'''
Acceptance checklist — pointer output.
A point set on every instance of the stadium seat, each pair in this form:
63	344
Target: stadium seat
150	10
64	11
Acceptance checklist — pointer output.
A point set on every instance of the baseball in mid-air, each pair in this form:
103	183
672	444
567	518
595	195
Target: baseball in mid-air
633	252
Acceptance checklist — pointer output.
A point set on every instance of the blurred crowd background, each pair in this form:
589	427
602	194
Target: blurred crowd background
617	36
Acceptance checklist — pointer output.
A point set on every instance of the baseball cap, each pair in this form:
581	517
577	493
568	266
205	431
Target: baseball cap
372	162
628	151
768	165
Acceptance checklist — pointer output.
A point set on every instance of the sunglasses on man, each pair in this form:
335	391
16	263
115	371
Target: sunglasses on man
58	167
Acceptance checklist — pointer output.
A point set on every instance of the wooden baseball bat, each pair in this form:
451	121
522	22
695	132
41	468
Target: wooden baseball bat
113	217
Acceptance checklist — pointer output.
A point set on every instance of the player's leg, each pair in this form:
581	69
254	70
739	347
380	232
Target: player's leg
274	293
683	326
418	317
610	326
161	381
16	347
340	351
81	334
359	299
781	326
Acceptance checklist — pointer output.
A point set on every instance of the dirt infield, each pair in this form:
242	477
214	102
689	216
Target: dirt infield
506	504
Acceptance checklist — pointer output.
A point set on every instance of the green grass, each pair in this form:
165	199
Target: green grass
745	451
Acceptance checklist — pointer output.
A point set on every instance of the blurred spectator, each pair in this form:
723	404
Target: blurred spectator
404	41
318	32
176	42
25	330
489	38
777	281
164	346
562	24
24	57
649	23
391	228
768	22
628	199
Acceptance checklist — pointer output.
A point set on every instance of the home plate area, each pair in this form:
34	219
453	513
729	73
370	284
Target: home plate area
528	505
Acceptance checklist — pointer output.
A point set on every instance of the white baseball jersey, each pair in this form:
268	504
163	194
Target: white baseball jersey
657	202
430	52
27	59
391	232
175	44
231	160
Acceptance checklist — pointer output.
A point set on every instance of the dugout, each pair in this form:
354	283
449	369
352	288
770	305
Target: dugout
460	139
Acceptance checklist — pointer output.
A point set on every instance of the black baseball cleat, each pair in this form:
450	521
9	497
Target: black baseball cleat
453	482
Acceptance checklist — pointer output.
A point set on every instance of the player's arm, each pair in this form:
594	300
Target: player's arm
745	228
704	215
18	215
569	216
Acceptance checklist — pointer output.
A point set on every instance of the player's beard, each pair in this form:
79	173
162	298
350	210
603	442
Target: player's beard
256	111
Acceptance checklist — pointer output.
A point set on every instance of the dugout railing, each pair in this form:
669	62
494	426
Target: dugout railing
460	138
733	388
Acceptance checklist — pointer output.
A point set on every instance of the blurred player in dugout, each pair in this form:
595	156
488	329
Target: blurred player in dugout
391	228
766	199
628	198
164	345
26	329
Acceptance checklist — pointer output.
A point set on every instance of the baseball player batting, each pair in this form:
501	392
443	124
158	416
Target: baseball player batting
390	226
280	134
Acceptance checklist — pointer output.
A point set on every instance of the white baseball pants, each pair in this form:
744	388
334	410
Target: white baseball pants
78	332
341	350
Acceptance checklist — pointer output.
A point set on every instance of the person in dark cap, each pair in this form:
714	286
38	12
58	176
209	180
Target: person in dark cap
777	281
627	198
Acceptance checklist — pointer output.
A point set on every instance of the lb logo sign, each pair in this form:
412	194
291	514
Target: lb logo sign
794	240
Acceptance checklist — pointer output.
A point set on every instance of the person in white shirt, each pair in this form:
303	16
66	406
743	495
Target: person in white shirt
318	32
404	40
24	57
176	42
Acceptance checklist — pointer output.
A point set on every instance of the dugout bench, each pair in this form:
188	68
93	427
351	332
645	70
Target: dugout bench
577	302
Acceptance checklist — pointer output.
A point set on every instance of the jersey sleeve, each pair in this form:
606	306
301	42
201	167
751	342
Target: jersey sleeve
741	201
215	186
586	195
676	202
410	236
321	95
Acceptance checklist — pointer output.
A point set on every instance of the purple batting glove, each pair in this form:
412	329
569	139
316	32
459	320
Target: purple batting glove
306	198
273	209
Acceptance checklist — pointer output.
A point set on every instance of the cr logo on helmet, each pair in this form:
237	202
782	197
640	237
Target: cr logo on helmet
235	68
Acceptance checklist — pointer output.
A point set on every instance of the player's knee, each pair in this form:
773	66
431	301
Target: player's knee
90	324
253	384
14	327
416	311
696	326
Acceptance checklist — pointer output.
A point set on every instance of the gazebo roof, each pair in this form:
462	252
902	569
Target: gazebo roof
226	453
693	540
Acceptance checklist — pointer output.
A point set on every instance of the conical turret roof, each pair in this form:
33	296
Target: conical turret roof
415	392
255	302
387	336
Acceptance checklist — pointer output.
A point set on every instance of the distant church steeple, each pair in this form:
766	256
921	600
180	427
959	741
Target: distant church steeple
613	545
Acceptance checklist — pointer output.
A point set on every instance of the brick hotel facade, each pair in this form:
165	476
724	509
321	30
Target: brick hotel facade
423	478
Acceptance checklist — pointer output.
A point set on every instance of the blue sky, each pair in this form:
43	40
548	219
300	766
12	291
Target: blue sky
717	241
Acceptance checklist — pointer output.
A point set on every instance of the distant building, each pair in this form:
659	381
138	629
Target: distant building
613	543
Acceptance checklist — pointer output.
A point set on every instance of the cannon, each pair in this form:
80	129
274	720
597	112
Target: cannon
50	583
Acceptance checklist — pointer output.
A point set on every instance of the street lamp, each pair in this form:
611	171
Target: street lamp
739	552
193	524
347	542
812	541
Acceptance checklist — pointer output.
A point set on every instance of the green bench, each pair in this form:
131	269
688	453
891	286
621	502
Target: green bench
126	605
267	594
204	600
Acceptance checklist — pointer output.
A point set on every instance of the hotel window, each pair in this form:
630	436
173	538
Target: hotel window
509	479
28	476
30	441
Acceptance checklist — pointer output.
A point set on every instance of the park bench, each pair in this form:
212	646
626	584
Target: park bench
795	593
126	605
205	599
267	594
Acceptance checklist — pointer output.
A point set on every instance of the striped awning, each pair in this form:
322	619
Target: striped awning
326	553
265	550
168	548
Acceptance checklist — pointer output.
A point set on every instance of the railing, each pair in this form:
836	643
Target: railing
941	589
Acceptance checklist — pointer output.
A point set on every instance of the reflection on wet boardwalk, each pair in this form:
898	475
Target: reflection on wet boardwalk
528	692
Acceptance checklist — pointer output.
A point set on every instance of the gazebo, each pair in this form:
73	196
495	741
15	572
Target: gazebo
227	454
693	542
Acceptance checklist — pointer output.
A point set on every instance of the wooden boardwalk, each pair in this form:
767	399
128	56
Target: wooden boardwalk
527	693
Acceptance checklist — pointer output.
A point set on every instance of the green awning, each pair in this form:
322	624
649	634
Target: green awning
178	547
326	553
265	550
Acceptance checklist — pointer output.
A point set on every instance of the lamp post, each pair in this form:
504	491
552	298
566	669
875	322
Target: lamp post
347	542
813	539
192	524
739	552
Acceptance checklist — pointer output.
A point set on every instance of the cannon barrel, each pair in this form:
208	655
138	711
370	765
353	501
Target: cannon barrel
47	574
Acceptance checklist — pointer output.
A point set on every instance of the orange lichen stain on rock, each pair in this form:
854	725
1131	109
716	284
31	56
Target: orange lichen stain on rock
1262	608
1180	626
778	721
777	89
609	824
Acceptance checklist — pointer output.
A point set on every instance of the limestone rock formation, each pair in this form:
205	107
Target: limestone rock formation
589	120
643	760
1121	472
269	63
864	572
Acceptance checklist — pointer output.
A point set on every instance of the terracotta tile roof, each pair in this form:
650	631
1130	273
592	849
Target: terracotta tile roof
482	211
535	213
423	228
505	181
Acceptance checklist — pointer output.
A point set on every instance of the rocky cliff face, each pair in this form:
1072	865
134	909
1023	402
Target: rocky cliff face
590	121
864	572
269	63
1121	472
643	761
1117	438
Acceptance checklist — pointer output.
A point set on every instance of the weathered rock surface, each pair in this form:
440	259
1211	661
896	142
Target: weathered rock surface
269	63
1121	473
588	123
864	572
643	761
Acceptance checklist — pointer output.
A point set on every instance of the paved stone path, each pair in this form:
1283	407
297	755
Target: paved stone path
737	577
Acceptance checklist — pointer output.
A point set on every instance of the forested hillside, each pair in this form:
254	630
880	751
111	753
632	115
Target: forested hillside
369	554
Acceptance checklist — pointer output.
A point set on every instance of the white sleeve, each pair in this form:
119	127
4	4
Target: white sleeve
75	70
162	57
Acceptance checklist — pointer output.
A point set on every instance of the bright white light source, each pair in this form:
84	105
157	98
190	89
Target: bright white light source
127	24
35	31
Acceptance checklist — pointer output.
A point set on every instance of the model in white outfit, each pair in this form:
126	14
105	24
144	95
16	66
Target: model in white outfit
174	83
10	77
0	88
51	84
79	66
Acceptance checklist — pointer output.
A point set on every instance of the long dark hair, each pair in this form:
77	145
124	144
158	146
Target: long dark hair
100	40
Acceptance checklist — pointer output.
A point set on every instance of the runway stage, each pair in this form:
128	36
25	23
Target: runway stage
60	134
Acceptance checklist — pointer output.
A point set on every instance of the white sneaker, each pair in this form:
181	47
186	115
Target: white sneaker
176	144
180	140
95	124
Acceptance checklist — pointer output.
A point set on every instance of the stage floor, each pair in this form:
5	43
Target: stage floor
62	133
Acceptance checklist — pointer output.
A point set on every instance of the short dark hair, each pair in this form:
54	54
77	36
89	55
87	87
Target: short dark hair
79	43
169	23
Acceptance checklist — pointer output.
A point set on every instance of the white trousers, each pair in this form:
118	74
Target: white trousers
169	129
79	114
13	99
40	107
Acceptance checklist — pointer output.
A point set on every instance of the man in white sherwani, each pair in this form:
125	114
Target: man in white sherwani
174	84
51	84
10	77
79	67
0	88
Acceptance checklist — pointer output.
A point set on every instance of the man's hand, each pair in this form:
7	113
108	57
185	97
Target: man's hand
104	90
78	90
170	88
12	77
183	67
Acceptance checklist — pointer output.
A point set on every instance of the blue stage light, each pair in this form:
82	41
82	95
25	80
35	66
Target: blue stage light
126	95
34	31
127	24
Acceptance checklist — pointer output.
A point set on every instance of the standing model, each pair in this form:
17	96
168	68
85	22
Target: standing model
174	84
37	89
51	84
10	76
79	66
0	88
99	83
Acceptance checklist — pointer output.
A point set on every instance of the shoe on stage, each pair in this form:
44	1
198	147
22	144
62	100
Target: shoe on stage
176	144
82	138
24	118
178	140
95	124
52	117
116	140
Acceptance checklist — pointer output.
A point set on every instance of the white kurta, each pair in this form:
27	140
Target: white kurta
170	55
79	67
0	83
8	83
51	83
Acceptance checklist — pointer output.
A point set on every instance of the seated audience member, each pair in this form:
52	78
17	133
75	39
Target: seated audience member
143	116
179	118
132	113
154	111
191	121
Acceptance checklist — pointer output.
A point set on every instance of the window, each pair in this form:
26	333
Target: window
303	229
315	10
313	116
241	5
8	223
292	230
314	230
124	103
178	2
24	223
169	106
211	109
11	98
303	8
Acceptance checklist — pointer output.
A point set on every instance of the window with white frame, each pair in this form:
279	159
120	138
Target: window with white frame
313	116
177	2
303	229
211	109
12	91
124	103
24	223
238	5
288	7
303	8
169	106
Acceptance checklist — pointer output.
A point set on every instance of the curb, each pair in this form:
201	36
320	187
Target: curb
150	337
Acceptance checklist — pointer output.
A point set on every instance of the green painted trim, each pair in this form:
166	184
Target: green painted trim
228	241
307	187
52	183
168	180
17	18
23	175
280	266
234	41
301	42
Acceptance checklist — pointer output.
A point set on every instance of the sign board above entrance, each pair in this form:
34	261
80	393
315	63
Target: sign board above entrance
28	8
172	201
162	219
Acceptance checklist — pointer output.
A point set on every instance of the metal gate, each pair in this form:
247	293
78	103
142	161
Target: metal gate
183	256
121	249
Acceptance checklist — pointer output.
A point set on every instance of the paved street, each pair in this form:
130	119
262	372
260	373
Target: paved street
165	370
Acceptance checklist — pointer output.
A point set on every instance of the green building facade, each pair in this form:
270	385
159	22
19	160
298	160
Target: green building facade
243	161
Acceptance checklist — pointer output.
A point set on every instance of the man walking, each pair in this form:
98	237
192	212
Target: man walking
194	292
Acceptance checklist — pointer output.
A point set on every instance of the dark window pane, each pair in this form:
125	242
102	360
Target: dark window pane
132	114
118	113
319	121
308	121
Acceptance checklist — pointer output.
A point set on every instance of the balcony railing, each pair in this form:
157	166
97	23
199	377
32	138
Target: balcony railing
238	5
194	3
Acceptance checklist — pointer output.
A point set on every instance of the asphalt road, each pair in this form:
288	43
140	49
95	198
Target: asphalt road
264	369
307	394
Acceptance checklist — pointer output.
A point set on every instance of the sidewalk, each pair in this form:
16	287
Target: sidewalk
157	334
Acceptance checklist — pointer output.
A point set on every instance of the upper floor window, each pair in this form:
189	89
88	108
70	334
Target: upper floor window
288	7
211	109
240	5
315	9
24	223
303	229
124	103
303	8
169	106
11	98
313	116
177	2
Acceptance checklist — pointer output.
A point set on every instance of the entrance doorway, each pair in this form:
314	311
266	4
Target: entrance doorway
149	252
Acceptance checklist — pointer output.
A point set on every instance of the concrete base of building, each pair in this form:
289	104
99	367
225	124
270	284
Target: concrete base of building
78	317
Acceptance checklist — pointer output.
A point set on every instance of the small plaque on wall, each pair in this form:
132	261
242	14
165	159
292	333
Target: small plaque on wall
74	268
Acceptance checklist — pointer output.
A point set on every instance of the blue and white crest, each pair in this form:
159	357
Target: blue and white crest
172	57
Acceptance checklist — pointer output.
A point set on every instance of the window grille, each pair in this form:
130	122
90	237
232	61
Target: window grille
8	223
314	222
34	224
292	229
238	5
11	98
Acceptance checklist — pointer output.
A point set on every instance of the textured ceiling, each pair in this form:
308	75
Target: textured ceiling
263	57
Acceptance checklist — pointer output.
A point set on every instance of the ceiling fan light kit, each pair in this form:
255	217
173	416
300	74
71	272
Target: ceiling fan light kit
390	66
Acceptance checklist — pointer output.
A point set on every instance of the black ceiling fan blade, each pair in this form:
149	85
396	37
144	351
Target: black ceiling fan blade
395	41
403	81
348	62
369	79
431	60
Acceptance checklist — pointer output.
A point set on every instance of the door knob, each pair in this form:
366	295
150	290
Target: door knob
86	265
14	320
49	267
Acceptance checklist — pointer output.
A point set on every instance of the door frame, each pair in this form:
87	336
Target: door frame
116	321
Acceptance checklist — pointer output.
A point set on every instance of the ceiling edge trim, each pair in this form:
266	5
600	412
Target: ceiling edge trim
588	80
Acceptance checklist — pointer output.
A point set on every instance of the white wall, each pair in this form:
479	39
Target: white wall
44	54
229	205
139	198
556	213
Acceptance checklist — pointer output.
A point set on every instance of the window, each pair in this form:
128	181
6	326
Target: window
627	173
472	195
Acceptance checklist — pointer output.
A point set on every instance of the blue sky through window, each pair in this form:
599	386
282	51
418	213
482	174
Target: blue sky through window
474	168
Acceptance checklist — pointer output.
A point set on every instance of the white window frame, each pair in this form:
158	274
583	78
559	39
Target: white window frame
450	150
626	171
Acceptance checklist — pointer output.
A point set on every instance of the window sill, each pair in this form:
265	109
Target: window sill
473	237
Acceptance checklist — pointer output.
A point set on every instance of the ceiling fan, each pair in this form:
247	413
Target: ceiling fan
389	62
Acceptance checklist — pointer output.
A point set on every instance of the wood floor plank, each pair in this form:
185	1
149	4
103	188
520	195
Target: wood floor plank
'''
> _THE PROBLEM_:
Look through the data above and return each line where the string "plank" occurs.

> _YOUR SOLUTION_:
A point set on every instance of the wood floor plank, each pair in this form:
Target: wood floor plank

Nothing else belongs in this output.